Restate the listing below word for word, omitting any images.

# [PROVIDED INFORMATION]

——————————

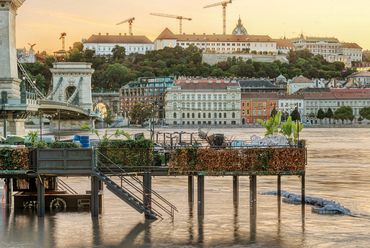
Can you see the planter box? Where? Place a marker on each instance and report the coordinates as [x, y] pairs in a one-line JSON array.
[[62, 161]]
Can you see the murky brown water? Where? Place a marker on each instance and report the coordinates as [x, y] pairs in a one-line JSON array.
[[338, 169]]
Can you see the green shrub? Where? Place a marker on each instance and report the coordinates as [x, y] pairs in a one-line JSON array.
[[64, 145]]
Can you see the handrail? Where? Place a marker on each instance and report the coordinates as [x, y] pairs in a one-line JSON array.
[[66, 187], [173, 208]]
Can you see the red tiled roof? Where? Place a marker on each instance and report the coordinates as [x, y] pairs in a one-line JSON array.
[[118, 39], [202, 84], [301, 79], [284, 43], [168, 34], [360, 74], [259, 95], [350, 45]]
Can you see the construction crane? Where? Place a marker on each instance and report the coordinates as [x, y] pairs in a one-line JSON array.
[[63, 37], [173, 16], [130, 21], [223, 4]]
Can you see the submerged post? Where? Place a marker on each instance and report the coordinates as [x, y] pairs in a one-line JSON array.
[[253, 206], [147, 180], [236, 190], [303, 197], [94, 196], [41, 196], [190, 189], [279, 187], [200, 195], [9, 191]]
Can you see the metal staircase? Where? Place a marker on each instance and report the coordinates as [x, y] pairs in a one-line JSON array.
[[131, 190]]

——————————

# [EXERCISE OUTPUT]
Can you see the planter box? Where? Place a marker on each instance and report the coordinates as [x, y] pairs in a one-line JSON array.
[[62, 161]]
Can you see the murky brown water? Where? Place a marker on each instance and report the coordinates as [x, y] pairs in a one-line JSON array.
[[338, 169]]
Can you see the green shrub? Where? Place a marker on each instance and report the coordinates as [x, y] pairs in a one-line JSON array.
[[64, 145]]
Can you see the handrail? Where? Place a marker on each instance and report the coordinates as [x, y] pairs in a one-line JSON array.
[[66, 187], [173, 208]]
Can you see the red tiled roof? Where? Place a marker on each instance and report the coordinates as [x, y] pairs in a one-line JSON array.
[[118, 39], [202, 84], [301, 79], [284, 43], [168, 34], [360, 74], [259, 95], [350, 45]]
Can you see the construction crane? Where? Place a marker on each instance and report the coordinates as [x, y] pairs in a one-line JSON array.
[[63, 37], [173, 16], [130, 21], [223, 4]]
Can you see the submerged post? Where? Place a marker on each instance and report the coordinates as [x, y] pairs in a one-line JSON array.
[[253, 206], [147, 180], [236, 190], [303, 197], [94, 196], [41, 196], [190, 189], [279, 187], [200, 195], [9, 191]]
Can you see the metal staircase? Where? Place a marker on each instance and report the coordinates as [x, y] pairs in a one-line JSON array.
[[131, 190]]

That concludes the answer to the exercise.